____ Records provided
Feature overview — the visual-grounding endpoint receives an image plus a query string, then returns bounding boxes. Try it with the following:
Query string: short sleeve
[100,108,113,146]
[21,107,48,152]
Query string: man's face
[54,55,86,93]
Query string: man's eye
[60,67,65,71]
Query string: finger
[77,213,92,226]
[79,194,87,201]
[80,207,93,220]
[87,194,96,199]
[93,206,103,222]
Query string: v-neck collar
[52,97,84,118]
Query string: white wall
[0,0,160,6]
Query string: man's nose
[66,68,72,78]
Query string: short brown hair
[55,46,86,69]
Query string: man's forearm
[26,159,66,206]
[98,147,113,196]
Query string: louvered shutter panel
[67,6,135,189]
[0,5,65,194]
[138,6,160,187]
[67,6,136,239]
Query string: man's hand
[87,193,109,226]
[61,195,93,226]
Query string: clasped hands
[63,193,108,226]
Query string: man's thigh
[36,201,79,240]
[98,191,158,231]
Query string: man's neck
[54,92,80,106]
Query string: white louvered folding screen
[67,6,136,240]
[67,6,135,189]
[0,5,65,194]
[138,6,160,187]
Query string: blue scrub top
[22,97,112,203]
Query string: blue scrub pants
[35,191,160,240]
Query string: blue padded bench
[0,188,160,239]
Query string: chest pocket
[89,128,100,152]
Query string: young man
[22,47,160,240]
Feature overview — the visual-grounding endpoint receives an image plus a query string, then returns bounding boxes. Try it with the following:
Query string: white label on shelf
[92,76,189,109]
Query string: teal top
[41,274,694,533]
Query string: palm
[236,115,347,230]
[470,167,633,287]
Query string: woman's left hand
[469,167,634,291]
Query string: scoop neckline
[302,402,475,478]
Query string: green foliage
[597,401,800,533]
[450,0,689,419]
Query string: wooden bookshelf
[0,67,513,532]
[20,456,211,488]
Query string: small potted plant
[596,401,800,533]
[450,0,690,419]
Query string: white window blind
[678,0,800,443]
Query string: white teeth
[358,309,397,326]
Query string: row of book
________
> [Objective] Could you return the whole listing above, reproducing every line verbatim?

> [Task solution]
Feature overview — the visual-grounding endpoint receives an image plus a query string, then returns bounding boxes. Try it with the following:
Query string: short sleeve
[100,108,113,146]
[21,107,48,152]
Query string: man's face
[54,55,86,93]
Query string: man's eye
[60,67,65,71]
Query string: finger
[77,213,92,226]
[79,194,87,201]
[80,207,93,220]
[87,194,96,199]
[93,206,103,222]
Query string: v-neck collar
[52,97,84,118]
Query string: white wall
[0,0,160,6]
Query string: man's nose
[66,68,72,78]
Query string: short brown hair
[55,46,86,69]
Query string: man's forearm
[26,159,66,206]
[98,147,113,196]
Query string: louvered shutter panel
[67,6,135,189]
[0,5,65,194]
[138,6,160,187]
[67,6,136,239]
Query string: man's hand
[87,193,109,226]
[61,195,93,226]
Query string: clasped hands
[63,193,108,226]
Query string: man's thigh
[36,201,79,240]
[98,191,158,231]
Query string: man's neck
[54,92,80,106]
Query string: white louvered folding screen
[67,6,136,240]
[67,6,135,189]
[0,5,65,194]
[138,6,160,187]
Query string: blue scrub top
[22,97,112,203]
Query string: blue scrub pants
[35,191,160,240]
Query string: blue padded bench
[0,188,160,239]
Query string: chest pocket
[89,128,100,152]
Query string: young man
[22,47,160,240]
Feature overview — the visual-grounding endpoint receives an image plus a query string, then returns bounding boxes. Try it with the following:
Query string: white label on shelf
[92,76,189,109]
Query string: teal top
[41,274,694,533]
Query string: palm
[236,115,347,230]
[470,167,633,287]
Query string: woman's left hand
[469,167,634,291]
Query string: scoop neckline
[302,402,475,478]
Query string: green foliage
[597,401,800,533]
[450,0,689,419]
Query string: wooden bookshelf
[0,67,513,532]
[20,456,211,488]
Query string: small potted plant
[596,401,800,533]
[450,0,690,419]
Query string: white window blind
[678,0,800,443]
Query string: white teeth
[358,309,397,326]
Query string: row of book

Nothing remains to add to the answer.